## Given request
Convert the material below into a Markdown table with the columns Row and Line, giving each non-blank line its own numbered row. Leave out the picture lines.

(Point labeling set records)
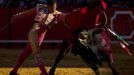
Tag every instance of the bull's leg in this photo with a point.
(95, 68)
(59, 57)
(111, 65)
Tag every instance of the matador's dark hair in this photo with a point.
(50, 2)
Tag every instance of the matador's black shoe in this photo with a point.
(13, 73)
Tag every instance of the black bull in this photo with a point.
(87, 54)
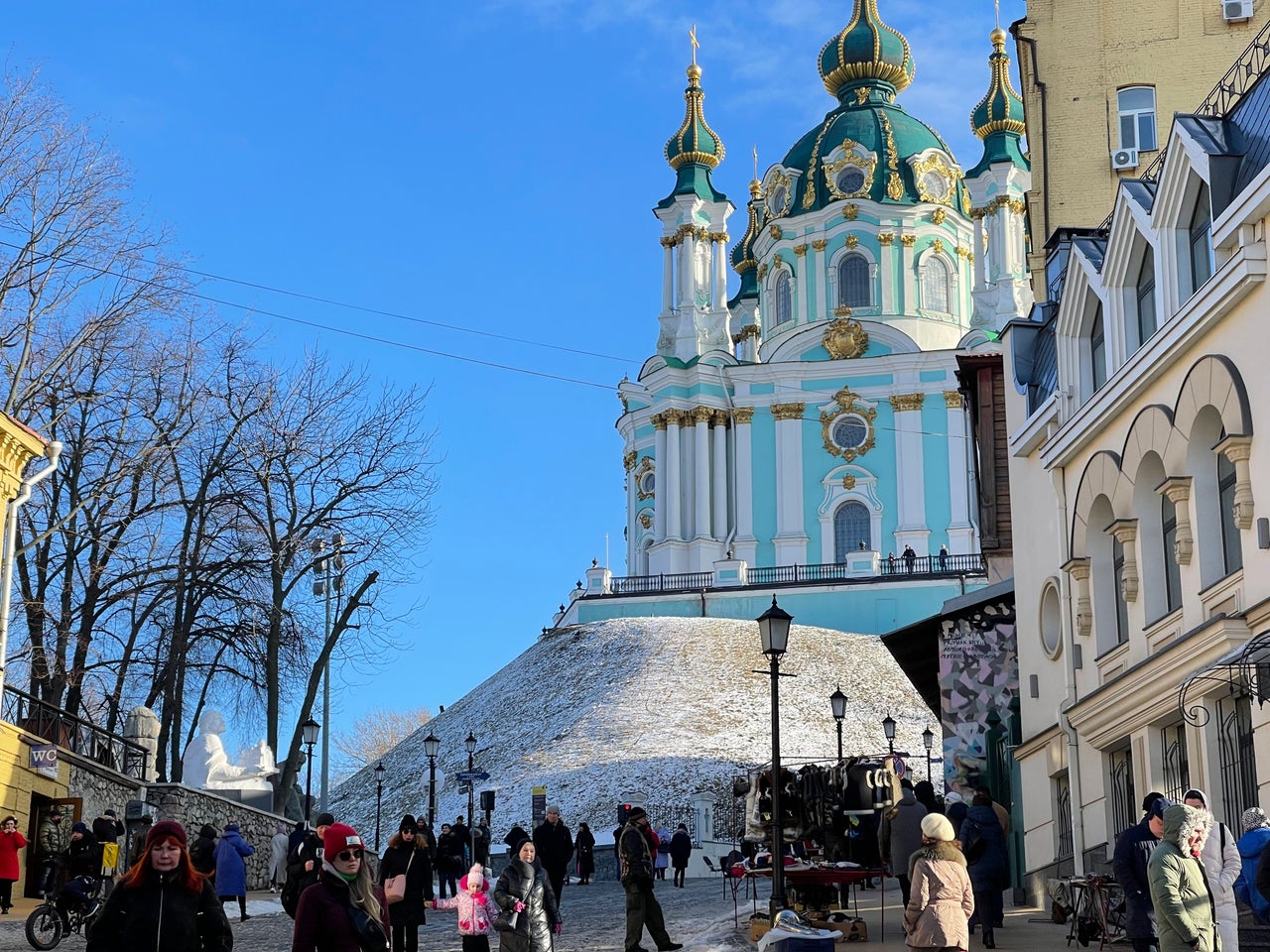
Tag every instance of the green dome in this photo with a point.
(866, 51)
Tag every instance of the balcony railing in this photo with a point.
(73, 734)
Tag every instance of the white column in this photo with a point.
(719, 470)
(790, 539)
(911, 525)
(701, 462)
(960, 529)
(661, 477)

## Exercise result
| Row | Line |
|---|---|
| 1 | Tag every instance of the bull's leg in this photo with a point. |
| 2 | (95, 68) |
| 3 | (59, 57) |
| 4 | (111, 65) |
| 5 | Tag every instance of the matador's dark hair in this photo with a point. |
| 6 | (50, 2) |
| 7 | Tag every instance of the matador's black shoe in this photo with a point. |
| 8 | (13, 73) |
| 9 | Tag every instance of the black bull in this photo with a point. |
| 10 | (87, 54) |
| 11 | Tag every instance of the green dome in this photo with a point. |
| 12 | (866, 51) |
| 13 | Tag every instance of the balcony railing in this photo with a point. |
| 14 | (73, 734) |
| 15 | Tag every instance of the white column in this photo with a point. |
| 16 | (719, 470) |
| 17 | (790, 539) |
| 18 | (911, 525) |
| 19 | (701, 462) |
| 20 | (960, 529) |
| 21 | (661, 477) |